ASSIGNED TASK:
Reproduce all of the data exactly as written.

DATA IN THIS EXERCISE:
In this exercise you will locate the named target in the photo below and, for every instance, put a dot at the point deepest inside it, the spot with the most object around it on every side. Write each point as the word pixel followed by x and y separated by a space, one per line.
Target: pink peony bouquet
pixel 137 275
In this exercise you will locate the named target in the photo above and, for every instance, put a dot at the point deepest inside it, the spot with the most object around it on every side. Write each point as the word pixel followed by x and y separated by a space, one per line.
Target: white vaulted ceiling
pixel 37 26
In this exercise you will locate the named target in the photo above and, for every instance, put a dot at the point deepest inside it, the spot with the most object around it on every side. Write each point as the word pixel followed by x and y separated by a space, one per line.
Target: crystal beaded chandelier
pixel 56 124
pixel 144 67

SOLUTION TO THE EXERCISE:
In this exercise you will locate the named target in the photo below and, for every instance, put a dot at the point deepest inside it, the spot with the most object around it on every side. Write each point as the word pixel followed by x and y separated by a space, one per line.
Target: pink peony bouquet
pixel 137 275
In this exercise you will locate the named target in the photo above and, for every instance, put a dot at the point deepest inside it, the spot with the most object around it on every side. Write each point as the word pixel followed by x and y separated by a space, one per line.
Target: white vaulted ceiling
pixel 37 26
In this exercise you will locate the named target in the photo above and, for every instance, put a dot at the point deepest inside it, the spot with the most object around it on every side. Write each point as the word pixel followed by x and y separated by a space, one per line.
Target: crystal beaded chandelier
pixel 56 124
pixel 144 67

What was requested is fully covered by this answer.